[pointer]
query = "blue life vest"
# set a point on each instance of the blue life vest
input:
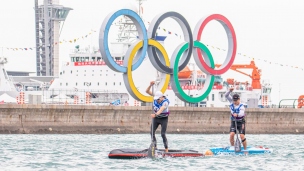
(157, 106)
(237, 111)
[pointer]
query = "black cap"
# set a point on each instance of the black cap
(236, 97)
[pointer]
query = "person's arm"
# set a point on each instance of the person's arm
(227, 95)
(165, 105)
(242, 112)
(149, 87)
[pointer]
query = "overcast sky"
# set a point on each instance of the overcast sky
(269, 31)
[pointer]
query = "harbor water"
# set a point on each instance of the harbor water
(90, 152)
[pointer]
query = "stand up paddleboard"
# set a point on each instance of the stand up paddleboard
(230, 151)
(143, 153)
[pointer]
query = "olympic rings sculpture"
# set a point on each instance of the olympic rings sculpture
(159, 57)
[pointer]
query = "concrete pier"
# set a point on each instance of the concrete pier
(89, 119)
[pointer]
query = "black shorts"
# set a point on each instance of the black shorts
(240, 127)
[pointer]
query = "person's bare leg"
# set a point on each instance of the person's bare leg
(244, 142)
(232, 138)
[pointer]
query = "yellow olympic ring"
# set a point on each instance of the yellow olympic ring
(132, 54)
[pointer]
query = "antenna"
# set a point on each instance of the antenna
(139, 4)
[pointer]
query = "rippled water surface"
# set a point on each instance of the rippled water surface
(90, 152)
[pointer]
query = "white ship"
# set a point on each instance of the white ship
(86, 79)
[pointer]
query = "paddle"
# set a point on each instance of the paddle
(237, 144)
(151, 150)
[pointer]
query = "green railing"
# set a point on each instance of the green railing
(294, 100)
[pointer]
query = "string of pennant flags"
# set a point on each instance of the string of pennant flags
(164, 30)
(55, 43)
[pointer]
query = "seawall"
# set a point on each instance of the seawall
(85, 119)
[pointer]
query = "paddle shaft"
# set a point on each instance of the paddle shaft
(237, 135)
(152, 128)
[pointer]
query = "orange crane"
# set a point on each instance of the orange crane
(255, 75)
(301, 101)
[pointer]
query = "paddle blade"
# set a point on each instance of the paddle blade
(151, 150)
(237, 145)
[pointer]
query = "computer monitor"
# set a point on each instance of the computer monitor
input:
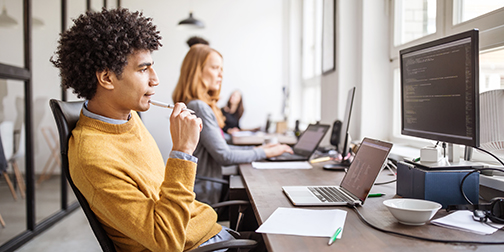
(344, 146)
(439, 90)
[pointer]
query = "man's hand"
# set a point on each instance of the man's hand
(273, 150)
(185, 129)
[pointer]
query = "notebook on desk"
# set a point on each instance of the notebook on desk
(306, 145)
(355, 186)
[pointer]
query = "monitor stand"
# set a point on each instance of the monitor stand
(342, 166)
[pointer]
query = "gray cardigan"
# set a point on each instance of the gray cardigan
(213, 152)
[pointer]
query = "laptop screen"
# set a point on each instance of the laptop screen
(310, 139)
(365, 167)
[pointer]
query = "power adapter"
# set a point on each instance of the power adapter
(430, 154)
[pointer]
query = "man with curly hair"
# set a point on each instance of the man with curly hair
(142, 203)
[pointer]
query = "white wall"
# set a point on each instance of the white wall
(361, 61)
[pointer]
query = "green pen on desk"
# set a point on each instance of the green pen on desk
(374, 195)
(333, 238)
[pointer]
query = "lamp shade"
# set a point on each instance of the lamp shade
(5, 20)
(191, 23)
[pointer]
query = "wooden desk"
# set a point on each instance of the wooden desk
(264, 188)
(258, 139)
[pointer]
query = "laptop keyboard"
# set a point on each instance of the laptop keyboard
(329, 194)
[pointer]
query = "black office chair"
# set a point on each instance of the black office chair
(66, 115)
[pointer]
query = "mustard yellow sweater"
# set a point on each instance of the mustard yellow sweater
(143, 205)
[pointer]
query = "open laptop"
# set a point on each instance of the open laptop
(355, 186)
(306, 145)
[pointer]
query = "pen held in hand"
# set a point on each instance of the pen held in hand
(335, 235)
(165, 105)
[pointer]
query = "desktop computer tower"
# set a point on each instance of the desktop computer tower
(439, 185)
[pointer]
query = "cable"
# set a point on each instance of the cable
(489, 153)
(419, 237)
(384, 183)
(467, 175)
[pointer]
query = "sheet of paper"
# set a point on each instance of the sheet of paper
(304, 222)
(462, 220)
(282, 165)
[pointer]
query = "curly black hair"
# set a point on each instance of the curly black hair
(101, 41)
(196, 40)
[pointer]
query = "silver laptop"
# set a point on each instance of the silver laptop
(355, 186)
(306, 145)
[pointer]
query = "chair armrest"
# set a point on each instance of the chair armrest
(239, 243)
(230, 203)
(217, 180)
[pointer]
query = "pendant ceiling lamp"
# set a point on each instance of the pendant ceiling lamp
(190, 23)
(5, 19)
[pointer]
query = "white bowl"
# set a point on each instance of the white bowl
(412, 211)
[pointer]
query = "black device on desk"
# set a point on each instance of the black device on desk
(306, 145)
(340, 137)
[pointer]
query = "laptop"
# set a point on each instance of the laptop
(355, 186)
(306, 145)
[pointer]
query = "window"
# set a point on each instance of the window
(491, 70)
(311, 60)
(464, 10)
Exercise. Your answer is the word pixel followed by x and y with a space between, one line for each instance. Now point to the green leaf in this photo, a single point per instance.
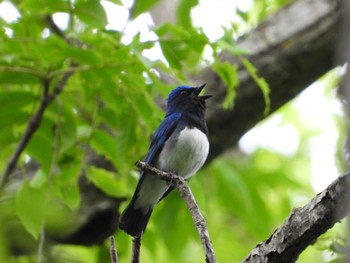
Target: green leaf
pixel 40 148
pixel 105 144
pixel 141 6
pixel 44 6
pixel 228 74
pixel 82 55
pixel 263 85
pixel 91 12
pixel 18 78
pixel 107 181
pixel 228 43
pixel 68 182
pixel 30 207
pixel 184 12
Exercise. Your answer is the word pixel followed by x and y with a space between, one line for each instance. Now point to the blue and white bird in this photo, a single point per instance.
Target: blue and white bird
pixel 180 145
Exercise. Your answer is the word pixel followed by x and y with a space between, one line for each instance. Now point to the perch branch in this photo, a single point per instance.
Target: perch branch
pixel 113 250
pixel 305 224
pixel 186 194
pixel 136 247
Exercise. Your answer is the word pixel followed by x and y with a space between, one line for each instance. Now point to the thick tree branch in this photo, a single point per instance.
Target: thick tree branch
pixel 186 194
pixel 291 49
pixel 305 224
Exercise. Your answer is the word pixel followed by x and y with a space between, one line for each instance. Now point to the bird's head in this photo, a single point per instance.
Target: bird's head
pixel 186 99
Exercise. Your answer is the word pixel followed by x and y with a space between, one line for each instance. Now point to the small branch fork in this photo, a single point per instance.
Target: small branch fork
pixel 186 194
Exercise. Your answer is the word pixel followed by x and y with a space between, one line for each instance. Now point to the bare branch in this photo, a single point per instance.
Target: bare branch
pixel 113 250
pixel 186 194
pixel 136 248
pixel 305 224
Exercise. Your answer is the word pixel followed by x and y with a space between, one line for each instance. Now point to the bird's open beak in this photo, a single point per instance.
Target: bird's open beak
pixel 199 89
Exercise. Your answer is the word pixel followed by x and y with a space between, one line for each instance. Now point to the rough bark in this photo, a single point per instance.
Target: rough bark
pixel 305 224
pixel 291 49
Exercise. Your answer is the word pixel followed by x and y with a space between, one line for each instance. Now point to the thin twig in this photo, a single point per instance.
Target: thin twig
pixel 136 247
pixel 113 250
pixel 51 172
pixel 186 194
pixel 33 125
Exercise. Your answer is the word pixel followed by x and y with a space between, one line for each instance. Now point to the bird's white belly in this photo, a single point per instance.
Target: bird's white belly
pixel 183 155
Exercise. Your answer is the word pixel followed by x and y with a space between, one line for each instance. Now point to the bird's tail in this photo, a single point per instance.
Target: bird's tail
pixel 134 221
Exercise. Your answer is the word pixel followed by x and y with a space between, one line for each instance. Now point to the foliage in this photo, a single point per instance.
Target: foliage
pixel 108 107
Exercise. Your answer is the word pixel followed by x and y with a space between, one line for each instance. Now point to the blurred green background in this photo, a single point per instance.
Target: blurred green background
pixel 108 106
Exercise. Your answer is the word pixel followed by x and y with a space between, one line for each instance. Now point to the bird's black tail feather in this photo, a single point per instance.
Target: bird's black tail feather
pixel 133 221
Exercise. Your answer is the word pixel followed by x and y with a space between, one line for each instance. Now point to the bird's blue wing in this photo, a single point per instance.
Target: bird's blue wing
pixel 159 138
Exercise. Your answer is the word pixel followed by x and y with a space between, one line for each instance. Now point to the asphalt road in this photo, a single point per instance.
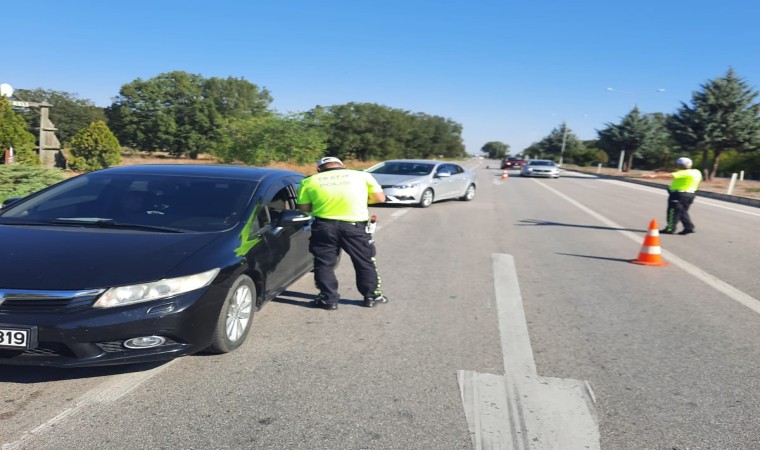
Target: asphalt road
pixel 516 321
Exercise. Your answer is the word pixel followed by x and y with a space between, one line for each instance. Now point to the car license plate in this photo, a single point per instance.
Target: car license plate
pixel 17 338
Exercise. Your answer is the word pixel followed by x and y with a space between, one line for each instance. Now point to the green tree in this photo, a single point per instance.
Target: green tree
pixel 722 117
pixel 636 134
pixel 13 133
pixel 93 148
pixel 260 140
pixel 367 131
pixel 560 144
pixel 69 113
pixel 182 113
pixel 495 150
pixel 20 181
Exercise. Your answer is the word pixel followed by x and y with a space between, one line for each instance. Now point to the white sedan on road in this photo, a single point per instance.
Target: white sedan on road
pixel 422 181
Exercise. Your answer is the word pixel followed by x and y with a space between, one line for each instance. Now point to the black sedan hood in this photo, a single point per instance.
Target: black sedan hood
pixel 46 258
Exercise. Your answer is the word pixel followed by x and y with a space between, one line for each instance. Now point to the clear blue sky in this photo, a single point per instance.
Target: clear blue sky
pixel 508 71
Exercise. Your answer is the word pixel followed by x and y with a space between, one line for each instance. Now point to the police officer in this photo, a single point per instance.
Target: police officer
pixel 338 198
pixel 681 195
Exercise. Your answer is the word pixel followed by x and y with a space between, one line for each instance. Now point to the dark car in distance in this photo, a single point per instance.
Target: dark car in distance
pixel 146 263
pixel 512 163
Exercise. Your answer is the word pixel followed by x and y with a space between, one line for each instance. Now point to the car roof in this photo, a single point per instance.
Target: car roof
pixel 201 170
pixel 429 161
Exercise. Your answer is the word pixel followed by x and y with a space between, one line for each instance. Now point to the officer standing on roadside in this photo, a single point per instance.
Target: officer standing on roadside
pixel 338 198
pixel 681 195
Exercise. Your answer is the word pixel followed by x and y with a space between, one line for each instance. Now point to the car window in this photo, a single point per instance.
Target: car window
pixel 281 201
pixel 446 168
pixel 402 168
pixel 183 202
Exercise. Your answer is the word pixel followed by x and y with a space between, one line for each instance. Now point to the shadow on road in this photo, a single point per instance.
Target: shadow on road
pixel 34 374
pixel 536 222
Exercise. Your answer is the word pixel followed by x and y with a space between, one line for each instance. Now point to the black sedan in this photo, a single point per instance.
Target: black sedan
pixel 146 263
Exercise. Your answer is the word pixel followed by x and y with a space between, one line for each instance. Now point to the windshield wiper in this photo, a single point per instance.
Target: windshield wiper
pixel 110 223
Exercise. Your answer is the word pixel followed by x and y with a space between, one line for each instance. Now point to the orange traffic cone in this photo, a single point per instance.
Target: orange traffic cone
pixel 651 253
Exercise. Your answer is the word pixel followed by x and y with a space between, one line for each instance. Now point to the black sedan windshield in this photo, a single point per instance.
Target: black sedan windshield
pixel 144 201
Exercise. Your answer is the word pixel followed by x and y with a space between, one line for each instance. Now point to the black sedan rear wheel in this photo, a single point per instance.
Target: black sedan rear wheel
pixel 235 318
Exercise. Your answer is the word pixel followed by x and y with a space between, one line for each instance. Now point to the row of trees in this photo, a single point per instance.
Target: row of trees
pixel 721 121
pixel 187 115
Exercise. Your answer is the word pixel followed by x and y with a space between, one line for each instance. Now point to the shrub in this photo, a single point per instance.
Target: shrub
pixel 94 148
pixel 20 181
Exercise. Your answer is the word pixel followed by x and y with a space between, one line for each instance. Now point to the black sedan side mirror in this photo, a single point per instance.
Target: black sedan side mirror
pixel 293 217
pixel 9 201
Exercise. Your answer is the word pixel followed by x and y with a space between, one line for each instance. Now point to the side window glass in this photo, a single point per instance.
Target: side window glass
pixel 281 201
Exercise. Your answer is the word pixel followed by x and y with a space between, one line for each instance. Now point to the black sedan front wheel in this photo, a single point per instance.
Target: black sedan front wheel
pixel 235 318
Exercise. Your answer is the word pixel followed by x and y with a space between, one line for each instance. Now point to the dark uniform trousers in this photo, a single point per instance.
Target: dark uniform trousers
pixel 328 238
pixel 678 210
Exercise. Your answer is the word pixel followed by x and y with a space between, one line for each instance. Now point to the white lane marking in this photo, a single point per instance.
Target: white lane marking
pixel 717 284
pixel 399 213
pixel 521 410
pixel 113 389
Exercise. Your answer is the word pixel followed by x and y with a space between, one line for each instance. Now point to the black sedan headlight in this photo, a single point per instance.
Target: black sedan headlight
pixel 145 292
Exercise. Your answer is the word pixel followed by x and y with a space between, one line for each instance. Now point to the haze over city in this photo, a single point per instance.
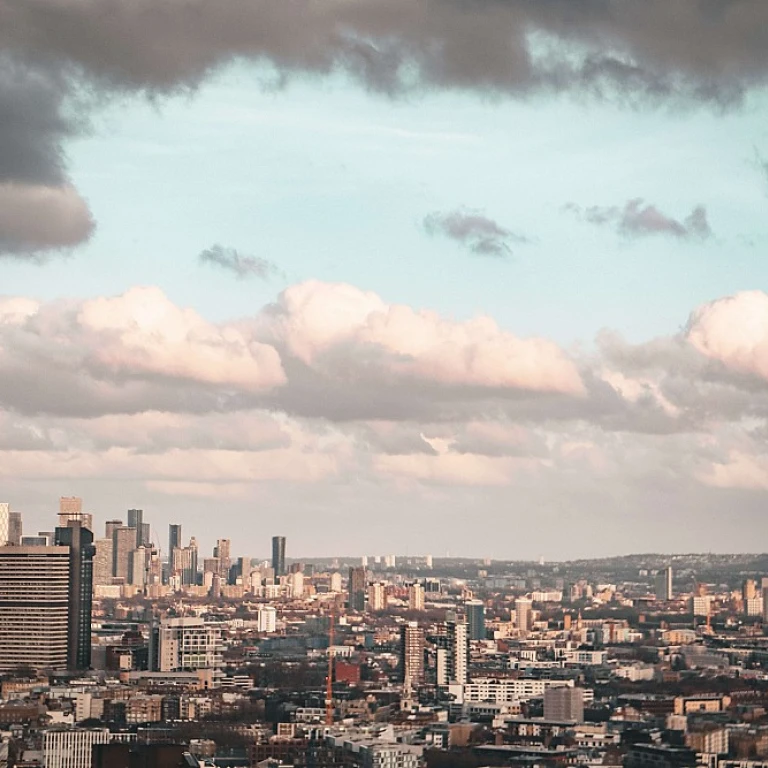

---

→ Requisitos: ¿Puedes reproducir al pie de la letra las líneas que empiezan en la que contiene "front wheel in" y siguen hasta la que contiene "pixel 113 389", ambas incluidas?

→ Salida completa:
Exercise. Your answer is the word pixel followed by x and y with a space between, one line for each instance. Now point to the black sedan front wheel in this photo, a single point per instance.
Target: black sedan front wheel
pixel 235 318
Exercise. Your answer is the word pixel followed by x and y with a space between, one line for each instance. Now point to the dark uniform trousers in this photo, a single point per instance.
Target: dark uniform trousers
pixel 328 238
pixel 678 210
Exercise. Your answer is the word pixel followed by x and y with a space between, one line for each instance. Now point to the white lane marking in this photo, a single point per instance.
Target: white lane marking
pixel 717 284
pixel 399 213
pixel 521 410
pixel 113 389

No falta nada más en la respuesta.